Task description
Repeat the data exactly as it stands.

○ ○ ○

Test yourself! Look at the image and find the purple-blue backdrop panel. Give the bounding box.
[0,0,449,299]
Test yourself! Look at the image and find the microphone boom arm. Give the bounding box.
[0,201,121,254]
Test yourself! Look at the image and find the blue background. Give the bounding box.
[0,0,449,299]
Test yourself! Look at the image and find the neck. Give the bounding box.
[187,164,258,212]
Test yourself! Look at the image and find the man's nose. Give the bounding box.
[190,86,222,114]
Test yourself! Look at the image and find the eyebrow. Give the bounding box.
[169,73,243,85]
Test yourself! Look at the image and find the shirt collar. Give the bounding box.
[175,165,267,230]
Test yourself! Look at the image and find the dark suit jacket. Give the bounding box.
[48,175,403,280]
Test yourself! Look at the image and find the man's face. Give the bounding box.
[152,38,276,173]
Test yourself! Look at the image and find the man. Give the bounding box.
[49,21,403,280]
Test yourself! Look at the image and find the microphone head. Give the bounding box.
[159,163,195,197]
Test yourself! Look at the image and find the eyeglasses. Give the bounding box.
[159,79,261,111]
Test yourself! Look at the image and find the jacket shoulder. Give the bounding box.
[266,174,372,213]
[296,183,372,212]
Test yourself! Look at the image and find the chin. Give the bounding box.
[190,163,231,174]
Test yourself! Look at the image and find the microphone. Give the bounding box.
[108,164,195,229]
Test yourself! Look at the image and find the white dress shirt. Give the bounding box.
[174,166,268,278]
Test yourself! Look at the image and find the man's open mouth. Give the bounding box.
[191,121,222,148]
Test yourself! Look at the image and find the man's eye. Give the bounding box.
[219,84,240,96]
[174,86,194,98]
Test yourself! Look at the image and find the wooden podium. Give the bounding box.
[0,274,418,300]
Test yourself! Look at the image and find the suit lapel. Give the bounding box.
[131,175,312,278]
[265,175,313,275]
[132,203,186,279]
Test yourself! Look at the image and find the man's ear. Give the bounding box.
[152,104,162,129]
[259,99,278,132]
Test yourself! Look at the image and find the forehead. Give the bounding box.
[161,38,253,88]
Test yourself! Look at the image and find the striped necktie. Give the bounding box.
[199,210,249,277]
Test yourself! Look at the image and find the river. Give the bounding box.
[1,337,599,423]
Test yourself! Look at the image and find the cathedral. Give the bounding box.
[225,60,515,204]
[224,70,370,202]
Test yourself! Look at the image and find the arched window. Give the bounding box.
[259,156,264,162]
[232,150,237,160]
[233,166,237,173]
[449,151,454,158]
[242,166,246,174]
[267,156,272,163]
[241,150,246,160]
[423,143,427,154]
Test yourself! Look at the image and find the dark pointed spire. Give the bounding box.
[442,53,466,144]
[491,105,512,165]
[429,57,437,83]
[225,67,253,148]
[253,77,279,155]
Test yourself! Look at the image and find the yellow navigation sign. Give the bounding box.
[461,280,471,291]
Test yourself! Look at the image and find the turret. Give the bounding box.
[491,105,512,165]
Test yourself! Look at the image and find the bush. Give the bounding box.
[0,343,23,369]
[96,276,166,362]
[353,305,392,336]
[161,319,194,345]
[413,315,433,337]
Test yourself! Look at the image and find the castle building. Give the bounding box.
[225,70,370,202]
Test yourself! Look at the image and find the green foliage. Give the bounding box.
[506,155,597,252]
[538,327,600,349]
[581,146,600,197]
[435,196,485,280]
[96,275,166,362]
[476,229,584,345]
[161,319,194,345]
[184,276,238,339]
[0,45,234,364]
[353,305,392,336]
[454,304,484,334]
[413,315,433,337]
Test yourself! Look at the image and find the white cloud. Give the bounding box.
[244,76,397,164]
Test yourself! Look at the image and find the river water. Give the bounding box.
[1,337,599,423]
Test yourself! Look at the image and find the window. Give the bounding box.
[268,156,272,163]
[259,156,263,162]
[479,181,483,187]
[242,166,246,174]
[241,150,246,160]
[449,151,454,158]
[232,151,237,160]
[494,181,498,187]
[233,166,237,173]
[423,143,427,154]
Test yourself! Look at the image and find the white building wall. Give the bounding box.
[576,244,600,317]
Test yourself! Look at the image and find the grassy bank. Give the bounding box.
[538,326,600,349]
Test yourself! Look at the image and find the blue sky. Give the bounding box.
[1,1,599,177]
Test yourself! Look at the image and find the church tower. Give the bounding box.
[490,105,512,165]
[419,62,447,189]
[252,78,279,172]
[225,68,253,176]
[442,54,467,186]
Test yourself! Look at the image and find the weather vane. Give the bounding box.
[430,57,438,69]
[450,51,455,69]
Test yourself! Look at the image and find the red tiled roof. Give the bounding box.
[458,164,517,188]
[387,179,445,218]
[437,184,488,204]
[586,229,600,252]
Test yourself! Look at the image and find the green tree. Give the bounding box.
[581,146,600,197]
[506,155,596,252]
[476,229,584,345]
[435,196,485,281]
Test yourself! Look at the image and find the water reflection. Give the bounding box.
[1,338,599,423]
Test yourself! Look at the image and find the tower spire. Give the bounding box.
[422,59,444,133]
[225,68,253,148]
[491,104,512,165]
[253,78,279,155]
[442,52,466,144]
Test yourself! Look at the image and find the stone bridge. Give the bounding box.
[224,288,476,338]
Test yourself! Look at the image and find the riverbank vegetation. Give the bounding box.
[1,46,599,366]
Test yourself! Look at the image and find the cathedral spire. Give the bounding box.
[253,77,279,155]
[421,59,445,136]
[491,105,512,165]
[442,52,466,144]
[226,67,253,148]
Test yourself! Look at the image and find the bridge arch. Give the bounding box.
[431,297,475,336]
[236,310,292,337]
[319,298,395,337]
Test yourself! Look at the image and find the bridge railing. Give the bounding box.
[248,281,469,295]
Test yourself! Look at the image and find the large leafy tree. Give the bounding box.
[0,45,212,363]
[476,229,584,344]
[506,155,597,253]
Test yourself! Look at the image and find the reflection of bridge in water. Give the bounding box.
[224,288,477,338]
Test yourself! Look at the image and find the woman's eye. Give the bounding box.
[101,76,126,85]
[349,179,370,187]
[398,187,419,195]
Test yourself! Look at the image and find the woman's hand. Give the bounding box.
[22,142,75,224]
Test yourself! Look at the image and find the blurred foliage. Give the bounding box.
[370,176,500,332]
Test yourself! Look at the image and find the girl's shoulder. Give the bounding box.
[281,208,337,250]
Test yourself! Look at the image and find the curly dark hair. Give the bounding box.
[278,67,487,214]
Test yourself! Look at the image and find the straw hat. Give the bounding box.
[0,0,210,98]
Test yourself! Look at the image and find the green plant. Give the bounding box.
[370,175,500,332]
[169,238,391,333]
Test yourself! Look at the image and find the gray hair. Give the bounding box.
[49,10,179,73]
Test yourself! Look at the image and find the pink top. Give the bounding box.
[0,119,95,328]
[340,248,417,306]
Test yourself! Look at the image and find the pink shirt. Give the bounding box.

○ ○ ○

The completed task
Test yourself! Look at the image and find the purple-blue backdrop panel. Give the bounding box.
[0,0,449,299]
Test yourself! Look at the image and find the microphone boom arm. Give the bounding box.
[0,201,121,254]
Test yourself! Look at the image and find the blue background. Give the bounding box.
[0,0,449,299]
Test yourself! Look at the image and find the neck. Give the bounding box.
[187,164,258,212]
Test yourself! Look at the image and find the man's nose. Give the bounding box.
[190,86,222,114]
Test yourself! Look at the image and find the eyebrow. Give the bounding box.
[169,73,243,85]
Test yourself! Look at the image and find the shirt collar. Give the bounding box.
[175,165,267,230]
Test yourself! Look at the image and find the dark suit jacket. Give the bounding box.
[48,175,403,280]
Test yourself! Look at the image and find the man's face. Give the bounding box.
[152,38,276,173]
Test yourself! Look at the image and find the man. Give the bounding box.
[49,21,403,280]
Test yourself! Look at the image and find the microphone head. Give the bounding box.
[159,163,195,197]
Test yourself! Look at the image and find the eyeglasses. Give the bounding box.
[159,79,261,111]
Test yourself! Look at the image and find the jacket shoulder. Give the bounding box.
[266,174,372,213]
[296,183,372,212]
Test yourself! Look at the image and find the chin. Give the bounding box.
[190,163,231,174]
Test yourself! Look at the image and find the microphone. Give the bounding box.
[108,164,195,229]
Test yourself! Look at the image and find the white dress shirt. Give the bounding box.
[174,166,268,278]
Test yourself! Look at the image and find the man's open mouth. Give the bounding box.
[191,121,222,148]
Test yourself! Look at the image and find the man's eye. Give the bounding box.
[219,84,240,96]
[174,86,194,98]
Test yourself! Look at the image and find the wooden podium. Give the bounding box.
[0,274,418,300]
Test yourself! Look at the image and find the suit lapel. Give the bounding box.
[131,175,312,278]
[265,175,313,275]
[132,203,186,279]
Test yourself! Look at the image and find the man's ear. Give the bounding box.
[152,104,162,129]
[259,99,278,132]
Test yourself! Look at the image and find the forehead. Give the bounding box.
[161,38,253,88]
Test yourself! Look at the image and find the striped necktie. Give the bounding box.
[199,210,249,277]
Test yourself! Look at the image and find the river. Give the bounding box.
[1,337,599,423]
Test yourself! Look at the image and find the cathedral. Give the bounding box.
[225,60,515,204]
[224,70,370,202]
Test yourself! Look at the image and find the arched window. Give the bounding box.
[259,156,264,162]
[232,150,237,160]
[233,166,237,173]
[449,151,454,158]
[242,166,246,174]
[267,156,272,163]
[241,150,246,160]
[423,143,427,154]
Test yourself! Look at the image and find the dark pointed spire. Give the bounding box.
[442,53,466,144]
[491,105,512,165]
[429,57,437,83]
[225,67,253,148]
[253,77,279,155]
Test yourself! Look at the image and find the yellow navigation sign. Give the bounding box.
[461,280,471,291]
Test yourself! Look at the image and find the turret. Give the bounding box.
[491,105,512,165]
Test yourself! Look at the image and find the bush. Give the bounding box.
[0,343,23,369]
[96,276,166,362]
[353,305,392,336]
[161,319,194,345]
[413,315,433,337]
Test yourself! Look at the image and find the castle building. Give the bounding box.
[225,70,370,202]
Test yourself! Look at the image and find the green foliage. Give the bounding box.
[506,155,597,252]
[538,327,600,349]
[581,146,600,197]
[435,196,485,280]
[96,275,166,362]
[476,229,584,345]
[161,319,194,345]
[184,276,238,339]
[0,45,234,364]
[353,305,392,336]
[454,304,484,334]
[413,315,433,337]
Test yourself! Look at the image and find the white cloud. Give the bounding box.
[244,76,397,164]
Test yourself! Look at the image and find the river water. Give the bounding box.
[1,337,599,423]
Test yourself! Look at the image and find the window. Give the bounding box.
[268,156,272,163]
[259,156,263,162]
[479,181,483,187]
[242,166,246,174]
[241,150,246,160]
[449,151,454,158]
[232,151,237,160]
[494,181,498,187]
[233,166,237,173]
[423,143,427,154]
Test yourself! Look at the image and find the white building wall. Give the bounding box.
[576,244,600,317]
Test yourself! Look at the image and find the grassy bank. Give the bounding box.
[538,326,600,349]
Test yourself! Look at the image and find the blue sky. Give the bounding box.
[1,1,599,177]
Test yourself! Look at the image and find the church tower. Give the bounding box.
[490,105,512,165]
[419,62,447,189]
[252,78,279,172]
[225,68,253,176]
[442,54,467,186]
Test yourself! Look at the image and find the weather vane. Give the bounding box.
[430,57,438,69]
[450,51,455,69]
Test yourself! Look at the image and find the red tiled roof. Give the bounding box.
[458,164,517,188]
[387,179,445,218]
[437,184,488,204]
[586,229,600,252]
Test yourself! Look at the image and find the green tree. Give the bounding box.
[581,146,600,197]
[506,155,596,252]
[476,229,584,345]
[435,196,485,281]
Test yourself! Look at the image and find the water reflection. Give the bounding box.
[1,338,599,423]
Test yourself! Look at the image and find the tower spire. Give the bounding box.
[422,59,444,133]
[225,68,253,148]
[491,104,512,165]
[253,78,279,155]
[442,52,466,144]
Test yourself! Look at the image and find the stone bridge. Give the bounding box.
[224,288,476,338]
Test yourself! Look at the image and find the riverbank vegetation. Give the bounding box.
[1,46,599,366]
Test yourself! Look at the image and find the cathedral spire. Give the bounding box.
[253,77,279,155]
[421,59,445,136]
[491,105,512,165]
[442,52,466,144]
[226,67,253,148]
Test yourself! Look at the image and find the bridge arch. Give the bounding box.
[431,297,475,336]
[236,310,292,337]
[319,298,395,337]
Test yourself! Look at the image and find the bridge railing. Give the bounding box.
[248,281,469,295]
Test yourself! Look at the image and find the large leafy tree. Give the bounding box.
[0,45,212,363]
[476,229,584,344]
[506,155,597,253]
Test yourself! Look at the image and find the reflection of bridge in water. Give the bounding box.
[224,288,477,338]
Test yourself! Look at the image and find the woman's eye. Give the bounding box.
[101,76,126,85]
[349,179,370,187]
[398,187,419,195]
Test yourself! Look at the image and find the woman's hand. Give the bounding box.
[22,142,75,224]
Test yourself! Look at the image and find the blurred foliage. Give the bounding box.
[370,176,500,332]
Test yourself! Look at the image and find the girl's shoulder. Give the bounding box.
[281,208,337,250]
Test yourself! Look at the image and find the curly dark hair. Give the bounding box.
[278,67,487,214]
Test yourself! Look at the image and find the straw hat. Give the bounding box.
[0,0,210,98]
Test yourself! Look at the image and find the green plant. Give the bounding box.
[370,175,500,332]
[169,238,391,333]
Test yourself! Look at the image and find the gray hair. Give the bounding box.
[49,10,179,73]
Test yourself! Look at the image and find the pink top. Give the bounding box.
[0,119,95,328]
[340,248,417,306]
Test yourself! Look at the image and find the pink shirt. Give the bounding box.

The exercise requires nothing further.